Start of DOCUMENT EXTRACT

For Dubrovskii, like Kliuchevskii before him, did not reflect on the content of the concept of "absolute monarchy," which beat him over the head like a club. He was unable, therefore, to object that absolut­ism and despotism and autocracy are all of them forms of "absolute monarchy," and that what is important in Ivaniana is not so much their similarity as their differences.

In 1956, after all of the triumphs of "genuine science," Dubrovskii found himself in the same position in which the primeval and "pre- scientific" Karamzin had found himself in 1821. And, just like Ka­ramzin, he had nothing with which to respond to his opponents but emotional protest and wounded moral feelings. His defeat was built into his methodology. Of course, this by no means diminishes what he had done: on the contrary, we must pay tribute to his courage. The apparently indestructible ice of the "militarist apologia" had indeed been cracked. By the end of the 1950s, there was no trace of it left. And if, in 1963, A. A. Zimin was able to write, in his Oprichnina of Ivan the Terrible, that "in the works of a number of [Soviet] historians, an idyllic image of Ivan IV and a prettied up representation of the Oprichnina have been given," this is indisputably to the credit of Du­brovskii. And if Zimin added: "This was facilitated to no small degree by the statements of I. V. Stalin, who praised Ivan the Terrible with­out restraint, forgetting about those innumerable calamities which the spread of serfdom in the sixteenth century brought to the peo­ple,"[229] this sounded like a mere echo of Dubrovskii, who was the first to draw attention to this strange—or so it seemed at the time—emo­tional attraction of one tyrant to another.

End of DOCUMENT EXTRACT
Start of EXERCISE INPUT

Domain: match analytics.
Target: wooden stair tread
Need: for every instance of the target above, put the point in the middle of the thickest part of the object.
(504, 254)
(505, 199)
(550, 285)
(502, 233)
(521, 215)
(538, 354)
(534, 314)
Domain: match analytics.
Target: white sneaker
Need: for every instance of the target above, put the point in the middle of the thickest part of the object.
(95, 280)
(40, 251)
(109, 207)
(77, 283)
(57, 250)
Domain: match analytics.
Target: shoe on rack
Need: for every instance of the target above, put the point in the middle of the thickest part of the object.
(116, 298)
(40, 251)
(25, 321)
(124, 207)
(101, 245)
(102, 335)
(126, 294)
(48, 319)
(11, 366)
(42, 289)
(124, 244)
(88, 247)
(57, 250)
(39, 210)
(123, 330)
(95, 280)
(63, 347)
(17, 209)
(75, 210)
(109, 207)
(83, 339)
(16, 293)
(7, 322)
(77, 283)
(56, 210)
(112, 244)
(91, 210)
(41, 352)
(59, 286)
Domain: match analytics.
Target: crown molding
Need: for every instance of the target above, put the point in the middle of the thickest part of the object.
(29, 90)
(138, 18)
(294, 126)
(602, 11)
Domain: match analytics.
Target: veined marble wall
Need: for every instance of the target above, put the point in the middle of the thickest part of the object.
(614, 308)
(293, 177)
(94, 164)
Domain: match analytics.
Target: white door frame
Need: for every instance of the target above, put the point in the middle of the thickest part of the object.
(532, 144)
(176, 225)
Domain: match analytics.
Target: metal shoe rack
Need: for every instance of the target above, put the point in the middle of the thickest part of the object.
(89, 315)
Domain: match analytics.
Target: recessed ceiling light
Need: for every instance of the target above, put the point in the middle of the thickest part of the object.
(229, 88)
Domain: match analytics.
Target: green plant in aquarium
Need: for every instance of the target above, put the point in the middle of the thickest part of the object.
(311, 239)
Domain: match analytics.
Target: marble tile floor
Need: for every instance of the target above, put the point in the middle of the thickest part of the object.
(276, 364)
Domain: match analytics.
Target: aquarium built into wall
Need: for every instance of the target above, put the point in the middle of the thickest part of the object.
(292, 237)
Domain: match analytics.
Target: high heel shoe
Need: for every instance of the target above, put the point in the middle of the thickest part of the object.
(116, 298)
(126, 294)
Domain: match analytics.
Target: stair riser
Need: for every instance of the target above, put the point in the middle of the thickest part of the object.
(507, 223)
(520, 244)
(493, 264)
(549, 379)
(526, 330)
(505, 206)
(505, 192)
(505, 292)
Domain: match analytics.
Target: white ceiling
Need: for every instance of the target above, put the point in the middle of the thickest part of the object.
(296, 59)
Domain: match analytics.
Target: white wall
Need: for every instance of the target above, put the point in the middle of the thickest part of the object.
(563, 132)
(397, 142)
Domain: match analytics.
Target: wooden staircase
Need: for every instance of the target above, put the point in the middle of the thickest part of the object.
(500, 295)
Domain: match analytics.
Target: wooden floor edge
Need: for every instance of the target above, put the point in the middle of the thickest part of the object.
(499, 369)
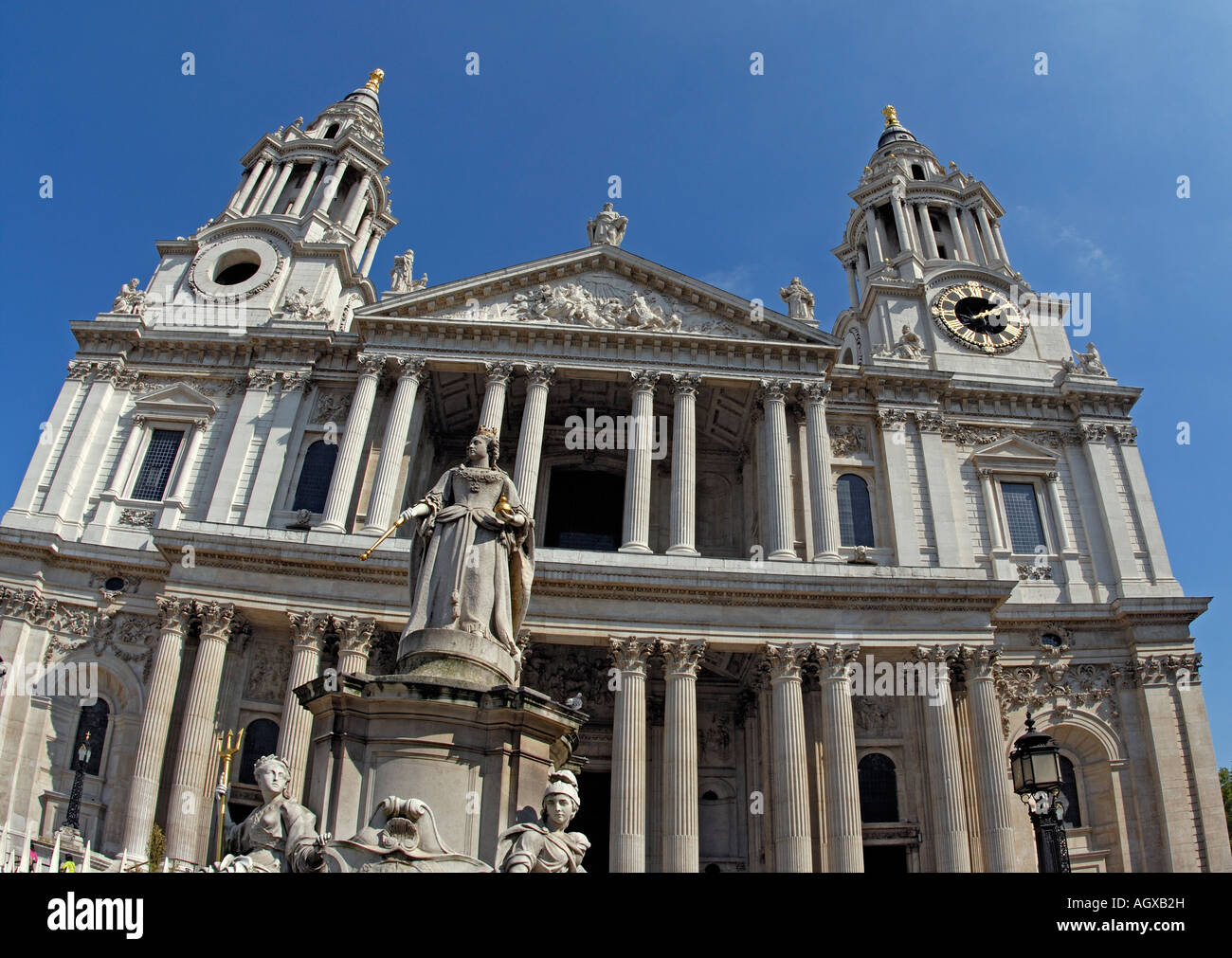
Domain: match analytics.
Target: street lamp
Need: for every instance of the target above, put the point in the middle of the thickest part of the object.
(1036, 768)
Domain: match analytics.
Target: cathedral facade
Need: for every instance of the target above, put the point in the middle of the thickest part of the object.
(805, 585)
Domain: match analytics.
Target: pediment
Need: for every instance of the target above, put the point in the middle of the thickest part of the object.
(600, 288)
(1014, 451)
(179, 399)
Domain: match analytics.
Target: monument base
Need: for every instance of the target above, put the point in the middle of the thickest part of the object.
(479, 755)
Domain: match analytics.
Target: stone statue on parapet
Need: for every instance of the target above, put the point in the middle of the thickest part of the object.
(546, 845)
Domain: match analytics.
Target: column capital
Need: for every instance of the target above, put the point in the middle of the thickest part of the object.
(643, 379)
(629, 654)
(307, 629)
(785, 659)
(685, 385)
(681, 657)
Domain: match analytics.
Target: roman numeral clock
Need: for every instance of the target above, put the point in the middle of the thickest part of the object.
(980, 317)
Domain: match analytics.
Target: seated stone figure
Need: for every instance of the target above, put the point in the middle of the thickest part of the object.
(279, 837)
(545, 845)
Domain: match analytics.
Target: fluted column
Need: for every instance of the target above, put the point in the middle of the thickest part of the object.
(337, 502)
(992, 782)
(191, 794)
(680, 829)
(822, 496)
(684, 464)
(776, 459)
(627, 847)
(155, 722)
(844, 833)
(637, 471)
(540, 379)
(385, 486)
(295, 732)
(493, 412)
(792, 842)
(945, 775)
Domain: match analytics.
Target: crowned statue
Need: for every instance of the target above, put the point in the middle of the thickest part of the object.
(545, 845)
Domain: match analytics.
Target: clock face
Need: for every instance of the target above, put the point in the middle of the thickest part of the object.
(980, 317)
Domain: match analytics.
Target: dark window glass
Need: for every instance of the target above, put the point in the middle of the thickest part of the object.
(855, 516)
(94, 720)
(315, 477)
(156, 468)
(260, 739)
(1023, 514)
(879, 788)
(1070, 789)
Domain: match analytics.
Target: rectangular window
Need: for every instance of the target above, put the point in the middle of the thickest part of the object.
(156, 469)
(1023, 515)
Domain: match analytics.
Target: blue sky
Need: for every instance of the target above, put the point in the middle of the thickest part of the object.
(737, 179)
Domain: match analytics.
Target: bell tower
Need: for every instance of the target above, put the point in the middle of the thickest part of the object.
(299, 235)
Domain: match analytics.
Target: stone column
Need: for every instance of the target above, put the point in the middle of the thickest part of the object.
(822, 496)
(295, 731)
(493, 412)
(684, 464)
(627, 848)
(960, 242)
(637, 472)
(306, 190)
(530, 441)
(931, 249)
(191, 794)
(781, 537)
(992, 781)
(792, 842)
(944, 771)
(385, 488)
(680, 829)
(844, 833)
(155, 722)
(337, 502)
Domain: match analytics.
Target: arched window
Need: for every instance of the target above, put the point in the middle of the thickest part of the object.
(260, 738)
(879, 788)
(94, 720)
(1070, 790)
(315, 477)
(855, 514)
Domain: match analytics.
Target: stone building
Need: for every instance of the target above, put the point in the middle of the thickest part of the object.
(937, 480)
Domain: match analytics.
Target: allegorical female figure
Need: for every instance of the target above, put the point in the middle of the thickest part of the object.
(545, 845)
(279, 837)
(473, 564)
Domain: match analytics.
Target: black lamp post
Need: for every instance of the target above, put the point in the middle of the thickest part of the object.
(1036, 768)
(73, 821)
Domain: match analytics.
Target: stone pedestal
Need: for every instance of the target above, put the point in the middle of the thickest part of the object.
(479, 753)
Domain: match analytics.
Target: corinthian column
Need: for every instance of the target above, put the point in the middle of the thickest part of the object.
(776, 459)
(627, 848)
(295, 732)
(155, 720)
(944, 771)
(992, 784)
(385, 486)
(844, 834)
(684, 464)
(191, 794)
(680, 830)
(792, 843)
(637, 472)
(337, 502)
(825, 514)
(530, 443)
(494, 397)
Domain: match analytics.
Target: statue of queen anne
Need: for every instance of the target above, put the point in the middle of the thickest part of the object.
(472, 566)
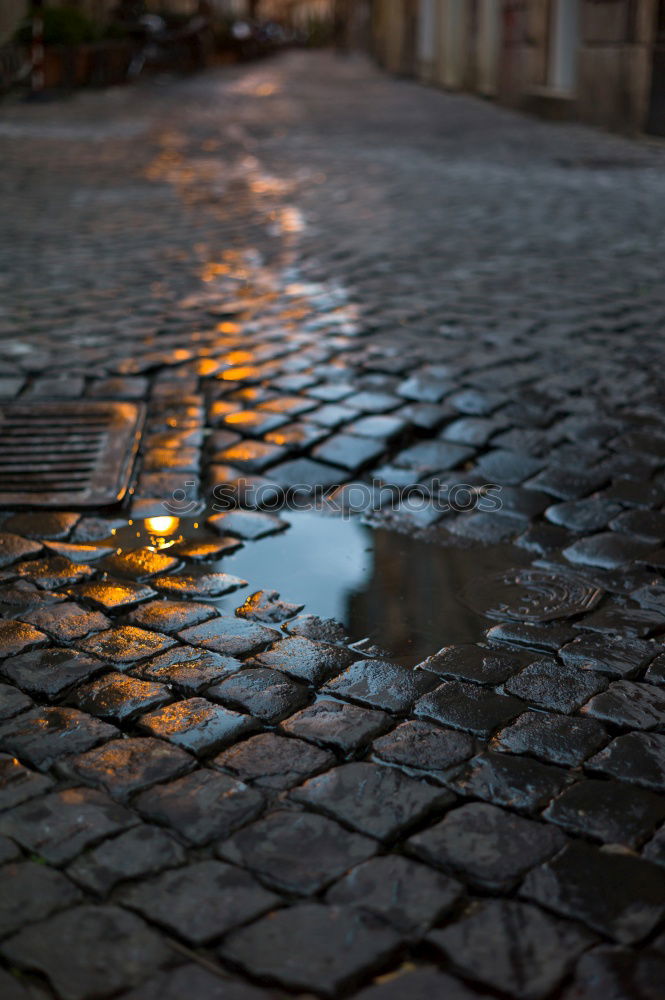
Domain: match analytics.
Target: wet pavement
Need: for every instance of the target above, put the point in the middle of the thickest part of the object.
(400, 746)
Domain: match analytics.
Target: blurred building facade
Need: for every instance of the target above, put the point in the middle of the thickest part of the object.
(597, 61)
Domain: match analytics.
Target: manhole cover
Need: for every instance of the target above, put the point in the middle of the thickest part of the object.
(63, 454)
(532, 595)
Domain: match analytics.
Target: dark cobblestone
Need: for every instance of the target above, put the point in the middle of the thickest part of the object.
(31, 892)
(126, 951)
(379, 684)
(297, 852)
(516, 782)
(196, 725)
(378, 801)
(271, 761)
(126, 766)
(201, 806)
(632, 901)
(42, 735)
(62, 824)
(143, 850)
(486, 847)
(334, 724)
(337, 947)
(513, 946)
(200, 902)
(327, 310)
(406, 895)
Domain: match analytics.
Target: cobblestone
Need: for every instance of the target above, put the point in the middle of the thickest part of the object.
(295, 275)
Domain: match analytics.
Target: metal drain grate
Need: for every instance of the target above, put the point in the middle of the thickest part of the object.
(67, 454)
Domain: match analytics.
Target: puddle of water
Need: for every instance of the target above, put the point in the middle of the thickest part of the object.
(403, 593)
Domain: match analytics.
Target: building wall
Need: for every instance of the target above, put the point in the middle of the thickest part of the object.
(587, 59)
(615, 62)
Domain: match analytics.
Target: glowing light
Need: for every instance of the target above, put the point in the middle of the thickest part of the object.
(162, 525)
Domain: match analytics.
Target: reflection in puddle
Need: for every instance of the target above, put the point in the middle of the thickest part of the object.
(403, 593)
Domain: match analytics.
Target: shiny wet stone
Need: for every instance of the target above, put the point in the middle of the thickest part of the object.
(253, 456)
(553, 738)
(305, 660)
(45, 524)
(16, 637)
(170, 616)
(610, 811)
(42, 735)
(271, 761)
(49, 673)
(248, 525)
(201, 806)
(567, 483)
(468, 707)
(197, 982)
(126, 950)
(375, 800)
(201, 901)
(139, 564)
(304, 474)
(608, 550)
(487, 847)
(616, 972)
(265, 606)
(318, 629)
(296, 852)
(547, 684)
(432, 456)
(18, 784)
(265, 693)
(14, 547)
(12, 701)
(113, 595)
(197, 584)
(635, 757)
(117, 697)
(407, 895)
(67, 622)
(125, 766)
(350, 452)
(189, 670)
(337, 947)
(230, 636)
(621, 656)
(337, 725)
(143, 850)
(126, 644)
(54, 571)
(61, 824)
(629, 705)
(512, 946)
(477, 664)
(548, 638)
(424, 747)
(197, 725)
(420, 983)
(583, 515)
(500, 465)
(380, 684)
(632, 901)
(30, 892)
(515, 782)
(198, 550)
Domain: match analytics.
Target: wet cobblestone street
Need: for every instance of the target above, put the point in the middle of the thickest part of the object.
(260, 753)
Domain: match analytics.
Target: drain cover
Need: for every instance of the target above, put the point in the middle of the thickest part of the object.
(67, 454)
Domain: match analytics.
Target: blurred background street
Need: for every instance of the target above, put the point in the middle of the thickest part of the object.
(418, 751)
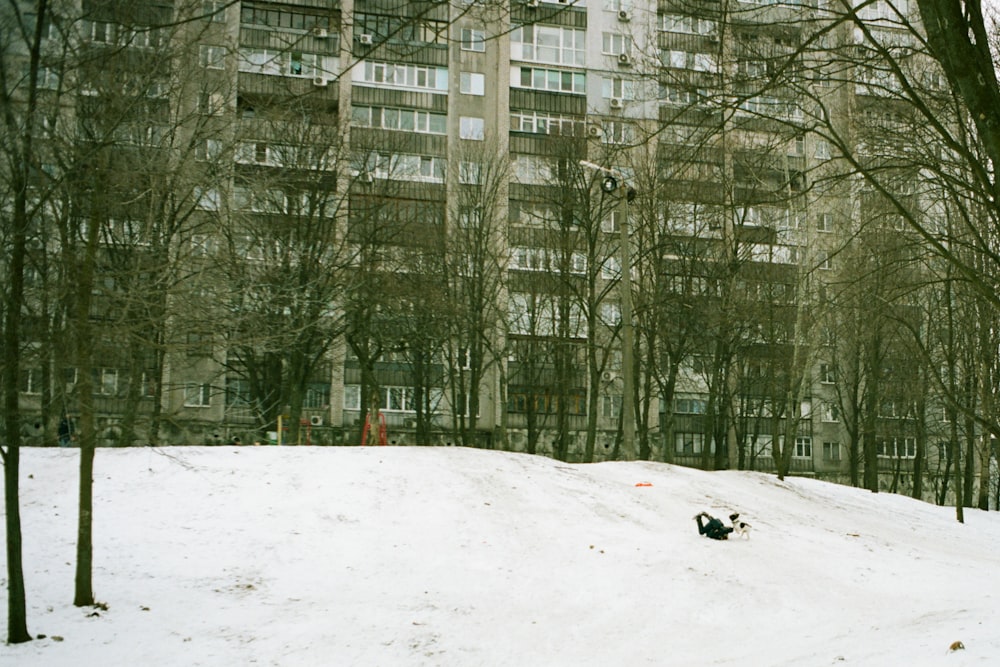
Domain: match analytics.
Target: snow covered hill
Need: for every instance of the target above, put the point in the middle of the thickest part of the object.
(453, 557)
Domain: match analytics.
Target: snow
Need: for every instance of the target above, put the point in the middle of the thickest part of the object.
(300, 556)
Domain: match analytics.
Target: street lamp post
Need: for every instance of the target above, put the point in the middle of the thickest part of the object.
(611, 184)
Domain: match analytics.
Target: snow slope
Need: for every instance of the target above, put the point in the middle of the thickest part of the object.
(447, 556)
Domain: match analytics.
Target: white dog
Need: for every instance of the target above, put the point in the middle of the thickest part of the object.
(741, 528)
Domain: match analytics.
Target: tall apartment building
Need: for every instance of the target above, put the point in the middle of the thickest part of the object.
(377, 203)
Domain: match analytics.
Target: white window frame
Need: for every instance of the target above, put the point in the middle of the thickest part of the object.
(211, 56)
(472, 83)
(471, 128)
(473, 40)
(197, 395)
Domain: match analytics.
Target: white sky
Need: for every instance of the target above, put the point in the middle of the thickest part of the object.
(454, 557)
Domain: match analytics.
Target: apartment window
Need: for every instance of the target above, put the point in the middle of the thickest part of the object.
(618, 88)
(545, 123)
(617, 132)
(611, 269)
(689, 443)
(689, 25)
(211, 104)
(207, 199)
(406, 120)
(208, 150)
(197, 395)
(260, 61)
(31, 381)
(831, 451)
(214, 10)
(469, 173)
(615, 43)
(106, 381)
(352, 397)
(611, 314)
(472, 83)
(473, 40)
(471, 128)
(549, 44)
(560, 81)
(400, 29)
(611, 406)
(803, 448)
(212, 57)
(317, 395)
(690, 406)
(419, 77)
(896, 448)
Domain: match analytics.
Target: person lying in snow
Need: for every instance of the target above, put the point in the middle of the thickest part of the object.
(713, 528)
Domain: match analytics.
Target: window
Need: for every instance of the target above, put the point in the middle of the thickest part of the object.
(208, 150)
(197, 395)
(615, 44)
(352, 397)
(31, 381)
(214, 10)
(611, 314)
(690, 406)
(545, 123)
(803, 448)
(549, 45)
(420, 77)
(317, 395)
(406, 120)
(208, 199)
(896, 448)
(471, 128)
(106, 381)
(686, 24)
(559, 81)
(618, 88)
(472, 83)
(689, 443)
(469, 173)
(473, 40)
(212, 57)
(831, 451)
(611, 269)
(617, 132)
(611, 406)
(699, 62)
(211, 104)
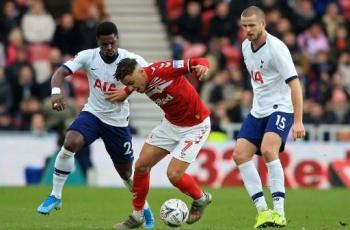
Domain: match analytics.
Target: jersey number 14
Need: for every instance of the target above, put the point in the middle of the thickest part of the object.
(257, 76)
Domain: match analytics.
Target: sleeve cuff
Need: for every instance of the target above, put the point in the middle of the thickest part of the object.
(291, 79)
(67, 68)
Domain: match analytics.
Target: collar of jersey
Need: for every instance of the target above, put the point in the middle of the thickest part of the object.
(256, 50)
(109, 60)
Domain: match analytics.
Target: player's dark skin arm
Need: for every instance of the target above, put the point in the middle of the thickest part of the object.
(57, 100)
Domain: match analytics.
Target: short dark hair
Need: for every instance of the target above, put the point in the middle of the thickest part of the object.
(251, 10)
(125, 67)
(106, 28)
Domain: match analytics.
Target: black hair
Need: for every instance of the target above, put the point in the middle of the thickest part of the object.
(125, 67)
(106, 28)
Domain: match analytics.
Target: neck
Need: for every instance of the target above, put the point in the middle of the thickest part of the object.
(109, 59)
(258, 42)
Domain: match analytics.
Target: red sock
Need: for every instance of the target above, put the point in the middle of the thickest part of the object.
(140, 190)
(189, 186)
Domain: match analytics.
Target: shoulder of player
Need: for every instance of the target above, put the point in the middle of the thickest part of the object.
(275, 43)
(245, 44)
(125, 53)
(88, 53)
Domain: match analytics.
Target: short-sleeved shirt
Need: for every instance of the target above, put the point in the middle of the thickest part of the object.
(271, 68)
(101, 79)
(173, 93)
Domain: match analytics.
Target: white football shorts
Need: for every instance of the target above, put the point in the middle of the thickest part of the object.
(183, 143)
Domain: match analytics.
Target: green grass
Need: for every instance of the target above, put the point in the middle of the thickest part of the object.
(100, 208)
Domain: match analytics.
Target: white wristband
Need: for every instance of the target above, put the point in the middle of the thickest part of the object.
(55, 90)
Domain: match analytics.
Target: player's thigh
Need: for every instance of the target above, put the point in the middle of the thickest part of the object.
(244, 151)
(176, 169)
(192, 140)
(118, 143)
(163, 136)
(82, 132)
(276, 134)
(270, 146)
(150, 155)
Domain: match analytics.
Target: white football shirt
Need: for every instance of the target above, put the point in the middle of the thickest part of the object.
(270, 67)
(101, 79)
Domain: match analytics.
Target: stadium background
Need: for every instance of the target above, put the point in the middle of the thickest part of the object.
(37, 36)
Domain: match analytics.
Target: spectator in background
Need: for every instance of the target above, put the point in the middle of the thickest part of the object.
(312, 41)
(9, 19)
(189, 29)
(67, 36)
(6, 102)
(332, 20)
(303, 14)
(222, 24)
(25, 86)
(81, 9)
(15, 43)
(344, 69)
(314, 114)
(338, 107)
(340, 44)
(273, 17)
(237, 111)
(37, 25)
(12, 70)
(88, 28)
(38, 124)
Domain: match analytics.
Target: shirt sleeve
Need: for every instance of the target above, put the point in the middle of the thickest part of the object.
(176, 68)
(140, 60)
(284, 62)
(79, 61)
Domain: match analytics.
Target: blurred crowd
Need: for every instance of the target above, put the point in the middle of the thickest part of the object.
(36, 37)
(315, 31)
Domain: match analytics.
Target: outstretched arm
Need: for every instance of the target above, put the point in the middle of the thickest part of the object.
(118, 95)
(57, 97)
(297, 100)
(200, 67)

End of EXERCISE INPUT

▶ EXERCISE 1:
According to the passage on Dubrovskii, in what year did A. A. Zimin publish his Oprichnina of Ivan the Terrible?
▶ EXERCISE 2:
Count the lines of the records that contain the word "black", matching case exactly. Give only the number.

▶ REPLY 1:
1963

▶ REPLY 2:
2